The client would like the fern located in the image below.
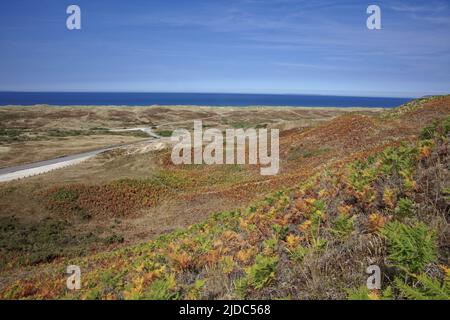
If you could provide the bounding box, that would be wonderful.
[245,254,279,290]
[144,274,179,300]
[347,286,393,300]
[395,273,450,300]
[330,214,355,239]
[380,221,437,273]
[348,158,377,192]
[420,116,450,141]
[347,145,418,192]
[347,286,372,300]
[286,245,309,262]
[394,198,415,217]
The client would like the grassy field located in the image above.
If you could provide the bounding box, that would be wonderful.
[0,97,449,299]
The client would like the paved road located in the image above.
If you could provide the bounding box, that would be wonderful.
[0,127,163,183]
[0,148,110,182]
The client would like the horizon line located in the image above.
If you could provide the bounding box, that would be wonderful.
[0,91,418,99]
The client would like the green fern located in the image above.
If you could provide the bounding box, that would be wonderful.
[347,286,393,300]
[347,286,372,300]
[395,273,450,300]
[330,214,355,239]
[143,274,180,300]
[245,254,279,290]
[380,221,437,273]
[394,198,415,217]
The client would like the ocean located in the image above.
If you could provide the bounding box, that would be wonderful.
[0,92,412,108]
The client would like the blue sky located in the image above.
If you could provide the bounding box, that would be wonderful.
[0,0,449,97]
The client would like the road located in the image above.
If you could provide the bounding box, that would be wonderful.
[0,128,161,183]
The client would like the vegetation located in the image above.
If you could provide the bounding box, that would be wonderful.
[0,96,448,300]
[0,128,35,143]
[2,122,447,299]
[155,130,173,137]
[288,146,330,161]
[244,254,279,290]
[394,198,415,217]
[381,221,437,273]
[395,272,450,300]
[46,128,150,138]
[420,116,450,140]
[42,171,188,217]
[0,128,149,144]
[0,217,99,269]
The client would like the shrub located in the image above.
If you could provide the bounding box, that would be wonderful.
[0,217,98,269]
[272,224,289,240]
[104,234,124,244]
[186,279,205,300]
[380,221,437,273]
[144,274,179,300]
[286,246,309,262]
[330,213,355,239]
[420,116,450,140]
[308,200,327,249]
[245,255,279,290]
[348,145,418,193]
[288,147,330,161]
[262,236,278,253]
[394,198,415,217]
[236,248,257,264]
[420,125,436,140]
[444,117,450,135]
[234,277,248,298]
[285,234,301,249]
[50,188,79,202]
[383,187,396,208]
[220,256,235,274]
[378,145,417,179]
[347,157,377,192]
[367,213,387,232]
[44,171,187,217]
[156,130,173,137]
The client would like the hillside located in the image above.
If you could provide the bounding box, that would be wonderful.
[0,96,449,299]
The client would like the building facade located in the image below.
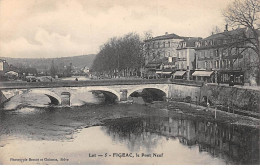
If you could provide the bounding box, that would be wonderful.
[143,32,187,78]
[0,59,9,80]
[193,28,256,85]
[175,37,202,80]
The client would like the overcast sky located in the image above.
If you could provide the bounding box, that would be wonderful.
[0,0,233,58]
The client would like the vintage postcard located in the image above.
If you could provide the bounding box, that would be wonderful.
[0,0,259,165]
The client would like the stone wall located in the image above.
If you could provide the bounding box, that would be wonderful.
[200,84,260,113]
[168,84,201,101]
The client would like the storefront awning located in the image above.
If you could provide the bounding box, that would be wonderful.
[173,71,186,76]
[5,71,18,76]
[161,71,173,74]
[156,69,174,74]
[192,71,214,77]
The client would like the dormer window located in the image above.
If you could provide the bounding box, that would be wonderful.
[195,42,199,47]
[183,42,186,48]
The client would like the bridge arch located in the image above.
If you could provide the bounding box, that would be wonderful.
[28,89,62,105]
[127,86,168,99]
[88,88,120,102]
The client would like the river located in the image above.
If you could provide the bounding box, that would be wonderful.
[0,91,259,165]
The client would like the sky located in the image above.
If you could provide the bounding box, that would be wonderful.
[0,0,233,58]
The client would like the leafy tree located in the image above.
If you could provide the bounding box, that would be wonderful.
[91,32,144,77]
[50,60,57,77]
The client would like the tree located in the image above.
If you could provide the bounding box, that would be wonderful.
[223,0,260,85]
[50,60,57,77]
[91,32,144,77]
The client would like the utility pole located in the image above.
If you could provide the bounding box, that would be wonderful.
[117,53,120,78]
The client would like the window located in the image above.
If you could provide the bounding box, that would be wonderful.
[163,42,165,48]
[216,60,219,69]
[183,42,186,48]
[157,51,160,57]
[209,50,212,57]
[214,49,219,57]
[223,49,227,57]
[153,43,155,48]
[158,42,160,48]
[168,41,171,47]
[202,51,205,58]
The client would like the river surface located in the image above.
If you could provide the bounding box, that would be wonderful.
[0,92,259,165]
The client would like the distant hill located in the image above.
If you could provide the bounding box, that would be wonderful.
[0,54,96,72]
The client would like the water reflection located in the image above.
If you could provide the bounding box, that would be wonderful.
[102,116,259,165]
[0,101,259,165]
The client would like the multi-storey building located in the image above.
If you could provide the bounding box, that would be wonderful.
[174,37,202,80]
[143,32,188,78]
[193,28,257,85]
[0,59,9,80]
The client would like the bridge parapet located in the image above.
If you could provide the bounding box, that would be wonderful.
[0,78,203,90]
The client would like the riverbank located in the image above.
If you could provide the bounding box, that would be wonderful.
[146,100,260,129]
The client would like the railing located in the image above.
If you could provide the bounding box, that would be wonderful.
[0,78,203,89]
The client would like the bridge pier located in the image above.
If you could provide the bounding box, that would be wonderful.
[120,89,128,101]
[61,92,71,106]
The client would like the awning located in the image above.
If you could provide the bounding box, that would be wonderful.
[156,70,162,74]
[161,71,173,74]
[5,71,18,76]
[173,71,186,76]
[192,71,214,77]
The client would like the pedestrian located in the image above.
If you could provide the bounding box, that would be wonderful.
[217,73,221,85]
[240,74,244,85]
[206,102,210,112]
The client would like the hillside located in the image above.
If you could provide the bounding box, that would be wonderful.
[0,54,96,71]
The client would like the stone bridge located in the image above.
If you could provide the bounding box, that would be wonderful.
[0,79,203,106]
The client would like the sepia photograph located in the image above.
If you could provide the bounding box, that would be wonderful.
[0,0,259,165]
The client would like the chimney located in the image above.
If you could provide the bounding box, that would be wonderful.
[225,24,228,31]
[165,32,168,35]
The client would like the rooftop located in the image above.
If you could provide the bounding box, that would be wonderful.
[145,32,188,42]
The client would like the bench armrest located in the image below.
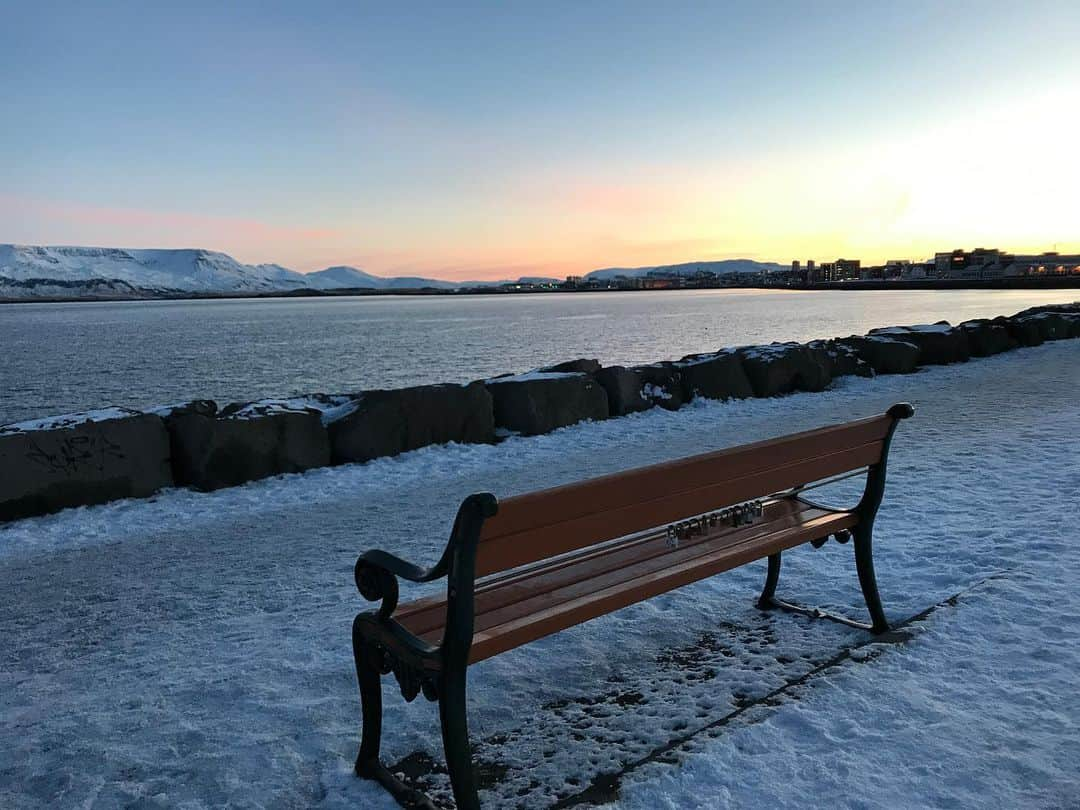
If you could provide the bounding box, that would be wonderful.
[353,493,498,668]
[358,548,448,584]
[355,548,448,620]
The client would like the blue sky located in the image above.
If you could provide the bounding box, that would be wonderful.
[2,1,1078,277]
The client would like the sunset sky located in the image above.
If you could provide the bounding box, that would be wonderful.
[3,1,1079,280]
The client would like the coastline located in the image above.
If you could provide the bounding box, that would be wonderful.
[2,275,1079,305]
[2,302,1076,523]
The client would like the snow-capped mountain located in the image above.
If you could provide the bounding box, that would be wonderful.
[305,265,463,291]
[0,245,555,298]
[0,244,777,300]
[306,266,561,290]
[586,259,784,281]
[0,245,308,296]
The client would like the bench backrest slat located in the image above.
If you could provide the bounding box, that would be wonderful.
[475,414,891,578]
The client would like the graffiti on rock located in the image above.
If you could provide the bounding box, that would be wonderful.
[25,432,125,476]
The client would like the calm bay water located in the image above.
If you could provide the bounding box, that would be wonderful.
[1,288,1075,425]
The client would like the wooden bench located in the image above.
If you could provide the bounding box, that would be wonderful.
[351,403,914,809]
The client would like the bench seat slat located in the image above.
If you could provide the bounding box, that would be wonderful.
[396,501,855,662]
[396,499,824,636]
[475,440,882,576]
[469,507,840,639]
[465,510,855,662]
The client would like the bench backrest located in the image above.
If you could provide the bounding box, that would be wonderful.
[474,412,896,578]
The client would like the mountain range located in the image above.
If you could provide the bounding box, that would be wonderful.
[586,259,785,280]
[0,244,781,299]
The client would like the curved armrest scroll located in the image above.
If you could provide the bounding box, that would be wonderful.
[354,548,449,620]
[358,548,448,584]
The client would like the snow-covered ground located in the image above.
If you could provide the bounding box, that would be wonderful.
[1,341,1078,809]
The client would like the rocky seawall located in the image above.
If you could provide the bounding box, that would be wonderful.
[2,303,1078,523]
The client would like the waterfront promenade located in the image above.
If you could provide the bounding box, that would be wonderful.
[1,340,1077,808]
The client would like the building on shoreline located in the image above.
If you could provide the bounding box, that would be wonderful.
[545,248,1080,294]
[797,249,1080,286]
[933,249,1080,281]
[808,259,861,283]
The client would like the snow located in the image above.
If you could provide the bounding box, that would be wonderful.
[0,244,310,294]
[304,265,385,290]
[864,334,918,345]
[1,244,560,298]
[735,342,802,360]
[304,266,470,291]
[0,406,141,433]
[0,245,474,296]
[677,348,739,366]
[1,341,1078,809]
[642,382,673,400]
[873,323,955,334]
[227,396,359,425]
[303,266,510,291]
[146,402,212,418]
[486,370,582,383]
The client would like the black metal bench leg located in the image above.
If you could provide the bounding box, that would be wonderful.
[352,629,441,810]
[756,539,890,634]
[352,625,384,777]
[756,552,782,609]
[853,526,890,634]
[439,666,480,810]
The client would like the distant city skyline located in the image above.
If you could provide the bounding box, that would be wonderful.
[3,2,1079,279]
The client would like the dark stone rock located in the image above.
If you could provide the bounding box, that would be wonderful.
[168,411,330,491]
[674,350,754,400]
[998,315,1043,347]
[218,401,252,418]
[0,412,173,521]
[329,382,494,463]
[737,343,832,397]
[1067,313,1080,339]
[959,320,1018,357]
[158,400,218,418]
[834,336,921,375]
[630,363,685,410]
[594,366,651,416]
[867,322,970,365]
[1017,312,1074,341]
[540,358,602,375]
[1006,304,1080,341]
[486,372,609,435]
[809,339,873,378]
[1003,306,1080,342]
[1010,301,1080,319]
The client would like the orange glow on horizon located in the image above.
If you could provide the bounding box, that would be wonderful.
[5,87,1077,282]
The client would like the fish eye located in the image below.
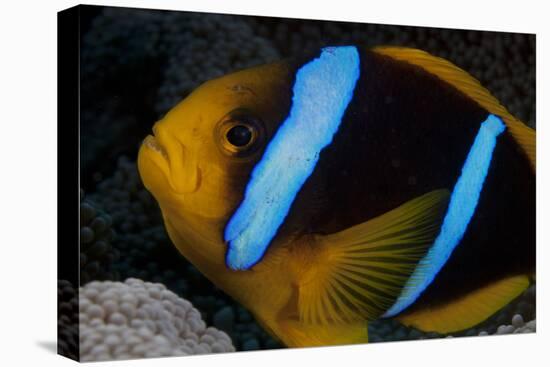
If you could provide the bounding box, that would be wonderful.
[226,125,253,147]
[216,109,265,157]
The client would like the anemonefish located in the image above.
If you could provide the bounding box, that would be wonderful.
[138,46,535,347]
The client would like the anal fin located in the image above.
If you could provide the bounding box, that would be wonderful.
[396,274,531,333]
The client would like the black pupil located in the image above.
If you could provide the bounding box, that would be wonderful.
[226,125,252,147]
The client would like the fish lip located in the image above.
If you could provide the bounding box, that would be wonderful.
[144,127,202,195]
[140,134,171,185]
[143,134,169,161]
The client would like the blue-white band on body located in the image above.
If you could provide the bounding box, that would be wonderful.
[224,46,361,270]
[383,114,506,317]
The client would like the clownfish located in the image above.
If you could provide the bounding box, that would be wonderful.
[138,46,535,347]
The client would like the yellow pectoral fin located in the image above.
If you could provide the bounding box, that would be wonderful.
[298,189,450,326]
[396,274,531,334]
[373,46,536,171]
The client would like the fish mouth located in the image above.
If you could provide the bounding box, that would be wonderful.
[141,127,203,196]
[143,134,169,161]
[139,134,171,190]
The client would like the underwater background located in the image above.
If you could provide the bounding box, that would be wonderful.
[60,5,535,361]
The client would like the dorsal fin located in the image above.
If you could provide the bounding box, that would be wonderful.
[372,46,535,171]
[297,189,450,325]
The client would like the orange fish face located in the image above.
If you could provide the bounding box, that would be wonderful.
[138,61,295,266]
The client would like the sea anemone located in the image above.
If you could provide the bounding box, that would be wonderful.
[79,278,235,361]
[58,279,79,360]
[80,189,119,284]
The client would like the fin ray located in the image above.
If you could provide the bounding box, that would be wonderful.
[297,189,450,324]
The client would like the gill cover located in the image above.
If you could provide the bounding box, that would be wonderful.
[224,46,361,270]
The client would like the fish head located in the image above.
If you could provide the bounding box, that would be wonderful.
[137,61,294,261]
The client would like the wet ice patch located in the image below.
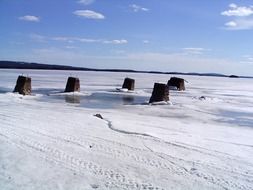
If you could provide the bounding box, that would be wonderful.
[39,92,148,109]
[0,87,12,94]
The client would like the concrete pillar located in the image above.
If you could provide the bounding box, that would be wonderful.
[167,77,185,91]
[122,78,135,91]
[13,76,32,95]
[149,83,169,103]
[65,77,80,92]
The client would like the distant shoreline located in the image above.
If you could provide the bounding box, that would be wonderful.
[1,60,252,79]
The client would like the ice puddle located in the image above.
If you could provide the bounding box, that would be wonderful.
[30,91,148,109]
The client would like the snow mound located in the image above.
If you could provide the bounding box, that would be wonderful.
[150,101,173,105]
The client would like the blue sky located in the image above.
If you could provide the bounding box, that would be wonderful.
[1,0,253,75]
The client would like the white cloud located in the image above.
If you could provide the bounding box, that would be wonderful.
[52,37,74,43]
[103,39,128,44]
[65,46,77,49]
[73,10,105,19]
[229,3,237,9]
[224,19,253,30]
[31,34,128,45]
[225,21,237,27]
[111,50,126,54]
[78,0,95,5]
[243,55,253,60]
[129,4,149,12]
[221,4,253,17]
[222,4,253,30]
[78,38,100,43]
[183,47,205,51]
[52,36,127,44]
[52,36,99,43]
[182,48,209,55]
[143,40,150,44]
[241,55,253,64]
[19,15,40,22]
[29,34,47,42]
[52,37,69,41]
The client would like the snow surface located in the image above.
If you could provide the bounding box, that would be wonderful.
[0,69,253,190]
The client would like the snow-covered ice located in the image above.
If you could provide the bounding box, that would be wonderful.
[0,69,253,190]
◇ ◇ ◇
[Aim of the task]
Go back to the listing above. Copy word for word the lines from the one with "The client would like the waterfront" through the one with "The client would like the distant city", and nothing more.

[Exercise response]
The client would like the waterfront promenade located in the image above.
If you could provide the bounding box, that would be wonderful.
[1,340,1077,808]
The client would like the building on shoreline located in the image above.
If you could provide the bounding box, that would be wonderful.
[545,248,1080,294]
[797,249,1080,286]
[933,249,1080,281]
[808,259,861,283]
The client would like the snow located in the image above.
If you could provide the bounding box, that would be wonderful.
[0,244,310,294]
[304,265,385,290]
[864,334,918,345]
[1,244,560,298]
[735,342,802,360]
[304,266,470,291]
[0,406,141,433]
[0,245,474,296]
[677,348,739,366]
[1,341,1078,809]
[642,382,673,400]
[873,323,955,334]
[227,396,359,425]
[303,266,510,291]
[146,402,212,418]
[486,370,582,383]
The client would like the black metal bench leg located in the image above.
If you could provide the bounding box, that would be wonderful.
[352,629,441,810]
[756,539,890,634]
[352,625,384,777]
[756,552,782,609]
[853,526,890,634]
[439,666,480,810]
The client would like the distant city skyline located in the image above.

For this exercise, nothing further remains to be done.